§ Tarefas propostas
1/ Como você resumiria em duas frases o texto sobre fome e degradação humana?
2/ Reproduza sem alterações o trecho do texto sobre fome e degradação humana que se inicia com as palavras "Fome e degradação" e se encerra com "fome, p. 11).".

Fome e degradação humana

Lixão da Piçarreira, município de Pinheiro, Maranhão. Foto de João Paulo Guimarães.
Whatsapp
Facebook
Twitter
Instagram
Telegram

Por LUIZ EDUARDO NEVES DOS SANTOS & FERNANDO EURICO LOPES ARRUDA FILHO*

A luta dos catadores de lixo por condições mais dignas de vida

“Nenhuma praga é tão letal e, ao mesmo tempo, tão evitável como a fome” (Martín Caparrós, A fome, p. 11).

Como é sabido, o Brasil é um dos países mais desiguais do planeta, a concentração de riqueza e renda tem aumentado bastante, mesmo em um cenário pandêmico, enquanto a situação de pobreza e extrema pobreza são onipresentes e não param de se expandir no território do país. Segundo dados do IBGE, 52 milhões de brasileiros se encontram nesta situação, são homens e mulheres desempregadas ou subempregadas, sobrevivendo em lugares insalubres e habitações precárias, sem acesso à serviços básicos de Saúde e Educação, sem Assistência Social, invisibilizados pelo Estado e pela sociedade e em situação de grave insegurança alimentar, um verdadeiro “museu da exploração humana”, como bem definiu Mike Davis em seu Planeta Favela. Tal contingente populacional é composto, em sua maioria, por pessoas pretas e pardas (73%), um doloroso retrato de uma sociedade que ainda possui fortes marcas da escravidão.

As senzalas modernas, produto da espoliação causada pelo sistema de acumulação, são representadas pelas favelas, guetos e palafitas. Essa massa de despossuídos também se aglomera em torno de lixões, “na imundície do pátio, catando comida entre os detritos”, e compõem uma paisagem desoladora, repleta de urubus, ratos e baratas, algo comum em diferentes lugares do Brasil, especialmente em estados como o Maranhão, que ainda amarga os piores índices socioeconômicos e ambientais entre as 27 unidades da federação. Assim, é possível identificar milhares de pessoas que sobrevivem nos e dos lixões. Um verdadeiro contingente de famélicos nos mais variados municípios maranhenses.

Registros de dados armazenados:
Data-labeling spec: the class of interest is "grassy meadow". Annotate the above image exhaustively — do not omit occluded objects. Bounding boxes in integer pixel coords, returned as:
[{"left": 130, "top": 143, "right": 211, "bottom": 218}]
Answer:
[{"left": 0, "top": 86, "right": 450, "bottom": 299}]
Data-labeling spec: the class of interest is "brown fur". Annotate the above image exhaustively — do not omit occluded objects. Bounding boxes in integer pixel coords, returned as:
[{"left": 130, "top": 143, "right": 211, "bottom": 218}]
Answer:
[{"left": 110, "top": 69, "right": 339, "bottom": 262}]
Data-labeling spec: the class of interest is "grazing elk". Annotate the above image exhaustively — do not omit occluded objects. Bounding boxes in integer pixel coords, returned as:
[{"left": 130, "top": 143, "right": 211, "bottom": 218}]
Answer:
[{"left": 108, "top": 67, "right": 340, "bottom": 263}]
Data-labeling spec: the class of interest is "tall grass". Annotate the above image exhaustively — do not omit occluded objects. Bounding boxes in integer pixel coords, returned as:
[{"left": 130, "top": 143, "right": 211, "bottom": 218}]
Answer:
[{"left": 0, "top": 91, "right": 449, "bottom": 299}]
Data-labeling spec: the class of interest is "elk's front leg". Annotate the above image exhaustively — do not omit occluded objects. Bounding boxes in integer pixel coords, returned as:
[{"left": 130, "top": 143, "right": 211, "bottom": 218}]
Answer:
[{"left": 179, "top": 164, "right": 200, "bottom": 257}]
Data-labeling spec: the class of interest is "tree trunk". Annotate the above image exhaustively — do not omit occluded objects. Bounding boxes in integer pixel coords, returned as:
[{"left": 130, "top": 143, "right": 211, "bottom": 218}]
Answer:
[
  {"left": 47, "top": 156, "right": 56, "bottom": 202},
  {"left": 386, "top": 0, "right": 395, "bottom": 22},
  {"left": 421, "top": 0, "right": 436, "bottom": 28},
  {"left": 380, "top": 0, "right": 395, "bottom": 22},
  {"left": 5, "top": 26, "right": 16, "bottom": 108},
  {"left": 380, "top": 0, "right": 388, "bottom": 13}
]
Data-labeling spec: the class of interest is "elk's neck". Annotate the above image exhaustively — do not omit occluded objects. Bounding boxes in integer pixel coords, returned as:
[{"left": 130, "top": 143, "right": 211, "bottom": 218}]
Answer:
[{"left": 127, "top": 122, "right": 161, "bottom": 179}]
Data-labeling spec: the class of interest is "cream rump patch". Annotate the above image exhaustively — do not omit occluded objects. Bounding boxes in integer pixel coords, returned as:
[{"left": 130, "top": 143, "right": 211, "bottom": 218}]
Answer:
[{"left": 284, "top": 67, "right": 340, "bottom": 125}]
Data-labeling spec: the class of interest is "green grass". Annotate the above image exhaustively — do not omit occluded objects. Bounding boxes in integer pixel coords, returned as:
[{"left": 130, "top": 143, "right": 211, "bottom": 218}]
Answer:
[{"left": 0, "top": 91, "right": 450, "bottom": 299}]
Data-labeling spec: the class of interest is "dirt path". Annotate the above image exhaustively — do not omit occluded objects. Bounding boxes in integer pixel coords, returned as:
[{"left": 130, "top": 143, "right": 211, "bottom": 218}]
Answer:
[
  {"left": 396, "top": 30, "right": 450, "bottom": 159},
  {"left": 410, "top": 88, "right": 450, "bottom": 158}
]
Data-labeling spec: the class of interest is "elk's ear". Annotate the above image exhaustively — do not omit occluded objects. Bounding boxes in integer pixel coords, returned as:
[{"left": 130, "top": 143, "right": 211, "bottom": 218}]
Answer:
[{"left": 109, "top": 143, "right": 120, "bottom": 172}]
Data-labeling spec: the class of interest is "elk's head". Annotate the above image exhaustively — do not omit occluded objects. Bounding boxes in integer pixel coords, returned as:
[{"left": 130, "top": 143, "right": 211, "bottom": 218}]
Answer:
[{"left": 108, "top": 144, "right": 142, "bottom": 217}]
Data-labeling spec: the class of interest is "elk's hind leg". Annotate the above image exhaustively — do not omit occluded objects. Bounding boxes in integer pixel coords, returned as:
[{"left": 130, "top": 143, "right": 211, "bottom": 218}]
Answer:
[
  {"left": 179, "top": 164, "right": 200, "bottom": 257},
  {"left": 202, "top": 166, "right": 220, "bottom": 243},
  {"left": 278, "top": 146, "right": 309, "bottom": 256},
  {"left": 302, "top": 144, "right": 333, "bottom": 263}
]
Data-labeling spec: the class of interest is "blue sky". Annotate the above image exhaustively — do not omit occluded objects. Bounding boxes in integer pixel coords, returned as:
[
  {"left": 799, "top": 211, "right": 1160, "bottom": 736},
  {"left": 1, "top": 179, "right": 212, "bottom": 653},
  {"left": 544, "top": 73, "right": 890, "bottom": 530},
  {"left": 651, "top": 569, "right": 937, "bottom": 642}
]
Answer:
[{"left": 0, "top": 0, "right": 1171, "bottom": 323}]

---

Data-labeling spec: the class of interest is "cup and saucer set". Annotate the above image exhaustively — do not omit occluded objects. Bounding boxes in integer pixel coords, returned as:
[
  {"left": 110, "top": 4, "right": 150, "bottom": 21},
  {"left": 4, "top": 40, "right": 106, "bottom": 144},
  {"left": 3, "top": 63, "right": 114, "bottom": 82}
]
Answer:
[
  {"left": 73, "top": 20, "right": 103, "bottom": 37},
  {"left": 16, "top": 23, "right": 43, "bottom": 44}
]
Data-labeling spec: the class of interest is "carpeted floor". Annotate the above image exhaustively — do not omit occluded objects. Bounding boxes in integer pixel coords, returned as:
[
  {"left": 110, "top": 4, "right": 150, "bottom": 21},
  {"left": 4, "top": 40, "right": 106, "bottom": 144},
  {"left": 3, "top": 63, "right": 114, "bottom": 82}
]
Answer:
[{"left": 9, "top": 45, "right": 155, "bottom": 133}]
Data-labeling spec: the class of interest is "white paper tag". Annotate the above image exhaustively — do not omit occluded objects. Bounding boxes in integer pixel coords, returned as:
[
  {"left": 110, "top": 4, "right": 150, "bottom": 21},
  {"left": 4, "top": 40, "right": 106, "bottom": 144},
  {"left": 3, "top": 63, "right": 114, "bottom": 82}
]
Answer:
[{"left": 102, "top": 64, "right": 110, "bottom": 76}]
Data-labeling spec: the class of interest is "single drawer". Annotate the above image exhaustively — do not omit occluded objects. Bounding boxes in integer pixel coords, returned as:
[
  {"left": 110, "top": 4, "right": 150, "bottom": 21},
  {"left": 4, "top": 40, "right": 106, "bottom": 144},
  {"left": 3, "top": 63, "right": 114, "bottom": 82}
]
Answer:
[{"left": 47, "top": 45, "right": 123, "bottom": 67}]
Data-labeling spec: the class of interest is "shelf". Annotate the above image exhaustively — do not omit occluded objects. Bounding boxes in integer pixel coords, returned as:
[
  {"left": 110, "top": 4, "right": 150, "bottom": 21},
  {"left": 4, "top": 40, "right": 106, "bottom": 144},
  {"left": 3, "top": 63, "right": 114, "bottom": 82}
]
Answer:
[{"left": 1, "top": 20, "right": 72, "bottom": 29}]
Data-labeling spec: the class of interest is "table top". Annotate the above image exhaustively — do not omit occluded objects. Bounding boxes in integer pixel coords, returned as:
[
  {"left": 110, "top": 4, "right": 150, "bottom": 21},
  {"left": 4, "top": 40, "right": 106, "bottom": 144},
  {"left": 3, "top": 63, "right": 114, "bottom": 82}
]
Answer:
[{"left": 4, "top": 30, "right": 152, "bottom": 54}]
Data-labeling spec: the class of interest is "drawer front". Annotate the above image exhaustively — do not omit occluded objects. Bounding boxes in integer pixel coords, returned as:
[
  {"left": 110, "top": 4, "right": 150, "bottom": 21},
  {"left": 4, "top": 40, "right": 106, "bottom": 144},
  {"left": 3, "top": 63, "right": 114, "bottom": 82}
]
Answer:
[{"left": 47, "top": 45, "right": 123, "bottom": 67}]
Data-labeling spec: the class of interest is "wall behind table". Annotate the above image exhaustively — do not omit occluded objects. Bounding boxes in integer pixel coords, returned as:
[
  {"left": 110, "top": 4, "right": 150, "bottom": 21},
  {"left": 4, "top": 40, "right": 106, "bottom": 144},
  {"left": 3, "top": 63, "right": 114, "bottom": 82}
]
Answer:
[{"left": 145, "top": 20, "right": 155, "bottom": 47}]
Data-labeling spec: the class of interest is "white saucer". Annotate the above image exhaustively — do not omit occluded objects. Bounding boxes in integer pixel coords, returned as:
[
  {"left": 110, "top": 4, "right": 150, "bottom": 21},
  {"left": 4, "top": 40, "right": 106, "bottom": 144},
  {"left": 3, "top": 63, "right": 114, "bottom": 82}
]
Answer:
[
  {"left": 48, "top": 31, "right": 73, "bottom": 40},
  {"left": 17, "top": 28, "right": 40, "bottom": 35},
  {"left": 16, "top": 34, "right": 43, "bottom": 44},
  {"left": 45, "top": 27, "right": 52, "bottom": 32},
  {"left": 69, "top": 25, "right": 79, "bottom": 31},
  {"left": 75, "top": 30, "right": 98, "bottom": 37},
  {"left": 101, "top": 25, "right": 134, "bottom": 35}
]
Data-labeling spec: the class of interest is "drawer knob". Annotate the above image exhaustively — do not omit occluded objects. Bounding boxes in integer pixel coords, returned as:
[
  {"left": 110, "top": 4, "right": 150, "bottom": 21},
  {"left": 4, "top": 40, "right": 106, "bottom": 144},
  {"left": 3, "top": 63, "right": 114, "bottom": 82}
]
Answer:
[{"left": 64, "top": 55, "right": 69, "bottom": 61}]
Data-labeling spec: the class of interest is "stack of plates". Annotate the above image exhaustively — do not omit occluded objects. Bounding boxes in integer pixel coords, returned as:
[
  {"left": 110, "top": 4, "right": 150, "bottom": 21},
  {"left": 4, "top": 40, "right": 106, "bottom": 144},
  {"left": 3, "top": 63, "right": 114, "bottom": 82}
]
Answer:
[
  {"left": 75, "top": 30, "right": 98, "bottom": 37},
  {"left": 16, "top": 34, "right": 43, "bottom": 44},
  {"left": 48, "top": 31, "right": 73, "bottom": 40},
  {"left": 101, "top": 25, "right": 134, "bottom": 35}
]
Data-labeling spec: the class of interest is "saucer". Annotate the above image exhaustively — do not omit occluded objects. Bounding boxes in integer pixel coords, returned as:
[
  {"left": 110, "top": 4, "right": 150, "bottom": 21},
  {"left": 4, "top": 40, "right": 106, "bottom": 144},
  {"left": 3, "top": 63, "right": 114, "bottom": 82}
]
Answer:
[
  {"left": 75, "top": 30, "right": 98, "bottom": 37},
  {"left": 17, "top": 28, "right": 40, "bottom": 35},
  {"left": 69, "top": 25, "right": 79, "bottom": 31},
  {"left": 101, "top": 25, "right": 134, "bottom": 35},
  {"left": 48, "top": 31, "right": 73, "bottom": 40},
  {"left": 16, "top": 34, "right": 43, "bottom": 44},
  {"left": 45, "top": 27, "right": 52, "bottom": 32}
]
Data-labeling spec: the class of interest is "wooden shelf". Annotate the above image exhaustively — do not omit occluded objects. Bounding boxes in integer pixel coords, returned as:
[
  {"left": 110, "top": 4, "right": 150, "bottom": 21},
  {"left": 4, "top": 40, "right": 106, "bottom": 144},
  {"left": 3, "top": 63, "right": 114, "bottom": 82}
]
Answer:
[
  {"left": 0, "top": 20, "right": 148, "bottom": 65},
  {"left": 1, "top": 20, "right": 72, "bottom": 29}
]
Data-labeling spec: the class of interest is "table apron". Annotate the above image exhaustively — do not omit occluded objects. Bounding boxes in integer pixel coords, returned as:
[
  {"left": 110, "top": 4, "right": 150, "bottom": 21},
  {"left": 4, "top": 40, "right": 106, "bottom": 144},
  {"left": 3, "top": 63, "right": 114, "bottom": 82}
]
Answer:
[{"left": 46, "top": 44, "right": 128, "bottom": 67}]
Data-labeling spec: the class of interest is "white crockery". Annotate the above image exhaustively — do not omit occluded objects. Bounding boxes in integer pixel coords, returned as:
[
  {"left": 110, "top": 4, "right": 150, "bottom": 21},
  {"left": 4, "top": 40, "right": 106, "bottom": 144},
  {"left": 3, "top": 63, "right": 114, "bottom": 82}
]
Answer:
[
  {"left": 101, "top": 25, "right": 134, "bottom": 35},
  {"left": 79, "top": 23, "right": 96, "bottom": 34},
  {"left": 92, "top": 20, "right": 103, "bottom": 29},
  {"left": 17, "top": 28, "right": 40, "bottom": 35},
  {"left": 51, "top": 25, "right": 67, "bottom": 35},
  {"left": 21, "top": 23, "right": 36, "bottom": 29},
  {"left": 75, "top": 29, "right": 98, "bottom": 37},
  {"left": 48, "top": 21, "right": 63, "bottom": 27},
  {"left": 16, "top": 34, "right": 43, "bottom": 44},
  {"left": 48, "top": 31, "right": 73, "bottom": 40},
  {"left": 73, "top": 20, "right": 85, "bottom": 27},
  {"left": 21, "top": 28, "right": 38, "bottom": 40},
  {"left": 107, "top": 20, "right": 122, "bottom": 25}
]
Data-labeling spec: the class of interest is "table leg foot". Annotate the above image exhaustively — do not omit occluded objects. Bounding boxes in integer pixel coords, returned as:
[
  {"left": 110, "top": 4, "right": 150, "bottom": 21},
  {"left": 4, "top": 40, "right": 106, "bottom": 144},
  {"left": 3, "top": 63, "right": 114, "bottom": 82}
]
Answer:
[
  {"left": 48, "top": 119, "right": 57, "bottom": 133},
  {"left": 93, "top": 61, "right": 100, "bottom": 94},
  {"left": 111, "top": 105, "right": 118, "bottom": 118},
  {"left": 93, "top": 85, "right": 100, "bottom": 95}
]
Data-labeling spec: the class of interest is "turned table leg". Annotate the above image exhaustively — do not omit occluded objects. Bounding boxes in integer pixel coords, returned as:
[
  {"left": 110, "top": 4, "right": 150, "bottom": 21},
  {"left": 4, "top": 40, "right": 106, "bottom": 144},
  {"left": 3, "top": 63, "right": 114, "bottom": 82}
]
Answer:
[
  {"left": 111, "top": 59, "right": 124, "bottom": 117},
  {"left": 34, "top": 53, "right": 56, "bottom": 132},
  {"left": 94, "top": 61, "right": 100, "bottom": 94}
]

§ Soluções das tarefas
1/ O Brasil é um dos países mais desiguais do planeta, com riqueza e renda cada vez mais concentradas enquanto a pobreza e a extrema pobreza se expandem e atingem, segundo o IBGE, 52 milhões de brasileiros, em sua maioria pretos e pardos (73%), que vivem em condições precárias e em grave insegurança alimentar. Parte dessa população se aglomera em torno de lixões, sobretudo em estados como o Maranhão, onde milhares de pessoas sobrevivem nos e dos lixões.

2/
Fome e degradação humana

Lixão da Piçarreira, município de Pinheiro, Maranhão. Foto de João Paulo Guimarães.
Whatsapp
Facebook
Twitter
Instagram
Telegram

Por LUIZ EDUARDO NEVES DOS SANTOS & FERNANDO EURICO LOPES ARRUDA FILHO*

A luta dos catadores de lixo por condições mais dignas de vida

“Nenhuma praga é tão letal e, ao mesmo tempo, tão evitável como a fome” (Martín Caparrós, A fome, p. 11).